───── Entries shown

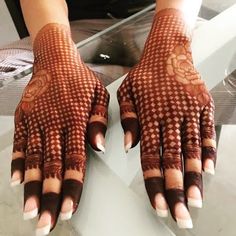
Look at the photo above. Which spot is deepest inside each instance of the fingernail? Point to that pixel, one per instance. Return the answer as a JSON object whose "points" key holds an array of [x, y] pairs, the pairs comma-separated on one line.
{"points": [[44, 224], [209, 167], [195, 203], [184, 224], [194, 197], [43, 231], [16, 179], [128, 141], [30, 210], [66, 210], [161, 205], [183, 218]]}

──────────
───── Entries shown

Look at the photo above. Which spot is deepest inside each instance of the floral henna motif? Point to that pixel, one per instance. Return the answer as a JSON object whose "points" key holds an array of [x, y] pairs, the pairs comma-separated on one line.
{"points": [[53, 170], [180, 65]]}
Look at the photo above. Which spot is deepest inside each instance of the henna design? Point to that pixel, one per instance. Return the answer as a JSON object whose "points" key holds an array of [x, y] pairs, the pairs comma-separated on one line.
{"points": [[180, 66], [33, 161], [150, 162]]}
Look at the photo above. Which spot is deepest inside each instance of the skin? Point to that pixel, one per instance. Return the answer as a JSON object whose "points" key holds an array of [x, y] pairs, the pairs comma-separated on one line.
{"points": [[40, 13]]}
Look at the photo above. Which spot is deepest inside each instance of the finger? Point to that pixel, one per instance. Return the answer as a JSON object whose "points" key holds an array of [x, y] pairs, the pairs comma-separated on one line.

──────────

Task prompt = Find every row above that contains the word "henna", matching case, and copy each of those rows in full.

Full answer =
Look at the photo above. Which spot is deepest inside each instance of the floral henna motif? Point to that pixel, one per instance. Return the answer as a JSON object whose "points" key holds an array of [x, y] pairs, the pairs comma-separated on one line.
Look at the photo above. Which spot is deepest inside each instance of the henna design? Point to that pixel, one per instance. Return the answer as a JSON object whose "points" key holds an array of [x, y] pairs, the pairs comma-separated on one line.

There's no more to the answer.